> **Text extract**
Any language is a waste of time if it doesn't have any features you'll miss
when you aren't using it. At that point it's just a Blub you're applying out
of expedience, not learning anything from to expand your repertoire.

------
RiderOfGiraffes
I'd suggest a lazy language as well, Haskell being the obvious choice. Having
lazy infinite lists changes the way you think.

Apart from the obvious commercial benefit, if you have C++ and Python I don't
really see the need for Java, but I might just be being bigoted there.

Perl could be substituted with Awk - I've had this debate and I don't feel
strongly about it. Perl is more wide-spread and common, making it a better
choice if you want to go hacking things that are there, but I find Awk nicer
to program.

I'd also start looking for massively parallel languages of one form or
another. The ability to think not just in threads or co-routines, but
genuinely in async-parallel is becoming more important.

So that's my $0.02 of free advice. Probably worth what you paid for it.

------
jacobroufa
Javascript

Read Javascript: The Good Parts by Douglas Crockford. After reading this, I
can't help but agree that JS has always gotten a bad rep and been undervalued.
It really can be an elegant language, and Crockford found the perfect way to
demonstrate that.

------
hasenj
I'd take off Java. Perl is optional. Add Ruby as an optional alternative to
python (e.g. "Ruby or Python").

I'd also add 'git', or just decentralized version control tools in general.
Although not a language, it's definitely a must-have skill.

------
xiaoma
I'd put Ruby on the list. I don't think it was really on the radar (outside of
Japan, at least), when ESR wrote that. Javascript is also a lot more important
than it used to be.

> **Exercise A**
Sift through the entries below and copy each line that contains the word "water".

> **Pointing records for named objects**
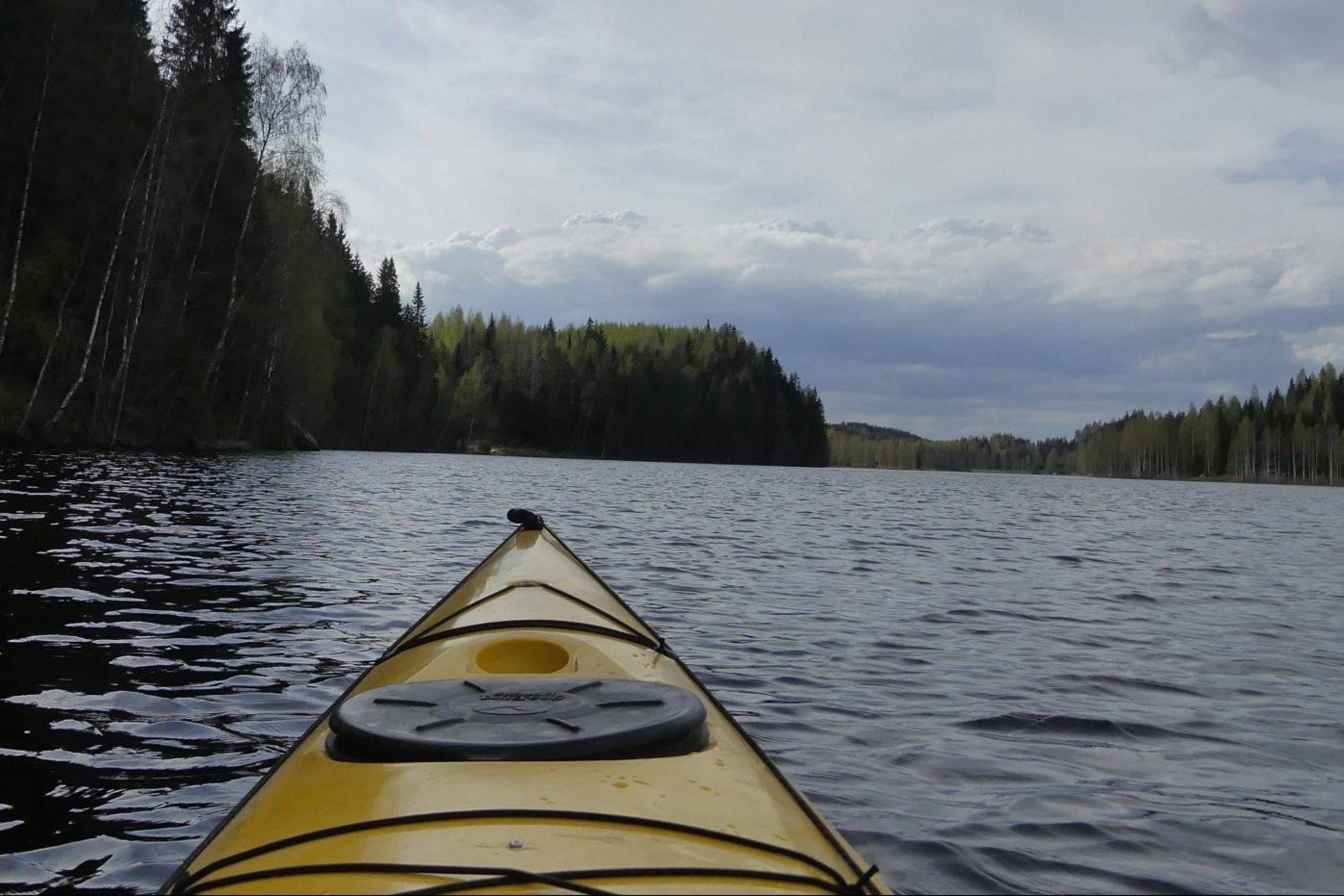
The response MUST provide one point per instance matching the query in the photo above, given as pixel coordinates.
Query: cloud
(1272, 42)
(1300, 158)
(1323, 346)
(949, 218)
(631, 220)
(951, 327)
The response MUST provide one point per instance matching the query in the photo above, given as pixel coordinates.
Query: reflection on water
(990, 683)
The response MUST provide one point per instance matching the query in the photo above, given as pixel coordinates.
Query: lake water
(988, 683)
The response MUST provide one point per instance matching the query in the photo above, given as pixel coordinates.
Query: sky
(948, 218)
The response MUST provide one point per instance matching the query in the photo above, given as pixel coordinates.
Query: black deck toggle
(515, 719)
(527, 519)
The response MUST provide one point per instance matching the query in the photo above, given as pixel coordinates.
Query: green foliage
(177, 207)
(1295, 436)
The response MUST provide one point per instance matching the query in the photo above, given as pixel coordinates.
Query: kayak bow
(529, 735)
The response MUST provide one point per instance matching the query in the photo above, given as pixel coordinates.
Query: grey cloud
(625, 218)
(974, 339)
(1268, 41)
(1300, 156)
(986, 230)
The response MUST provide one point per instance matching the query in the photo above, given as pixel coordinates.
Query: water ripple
(990, 683)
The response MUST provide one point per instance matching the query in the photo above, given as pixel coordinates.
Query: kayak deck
(715, 818)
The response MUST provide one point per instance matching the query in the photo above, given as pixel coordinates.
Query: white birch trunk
(103, 291)
(23, 203)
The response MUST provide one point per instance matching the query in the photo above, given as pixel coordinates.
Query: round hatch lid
(511, 719)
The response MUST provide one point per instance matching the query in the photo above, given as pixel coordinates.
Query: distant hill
(870, 432)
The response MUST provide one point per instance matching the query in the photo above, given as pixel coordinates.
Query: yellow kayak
(529, 735)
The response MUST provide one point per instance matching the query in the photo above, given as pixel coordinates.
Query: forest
(177, 275)
(1295, 436)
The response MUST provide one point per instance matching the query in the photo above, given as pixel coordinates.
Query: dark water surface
(990, 683)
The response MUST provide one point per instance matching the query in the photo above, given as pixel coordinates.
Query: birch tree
(287, 111)
(27, 187)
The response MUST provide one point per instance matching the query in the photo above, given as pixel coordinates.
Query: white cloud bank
(955, 217)
(952, 327)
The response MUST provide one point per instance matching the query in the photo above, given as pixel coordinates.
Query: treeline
(175, 273)
(1295, 436)
(1292, 437)
(863, 445)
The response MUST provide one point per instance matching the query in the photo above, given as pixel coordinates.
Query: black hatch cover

> **Exercise B**
Transcribe verbatim the passage of the programming-language forum thread above that begins with "It really can" and ends with "tools in general.".

> **Full solution A**
Query: reflection on water
Query: lake water
Query: water ripple
Query: dark water surface

> **Full solution B**
It really can be an elegant language, and Crockford found the perfect way to
demonstrate that.

------
hasenj
I'd take off Java. Perl is optional. Add Ruby as an optional alternative to
python (e.g. "Ruby or Python").

I'd also add 'git', or just decentralized version control tools in general.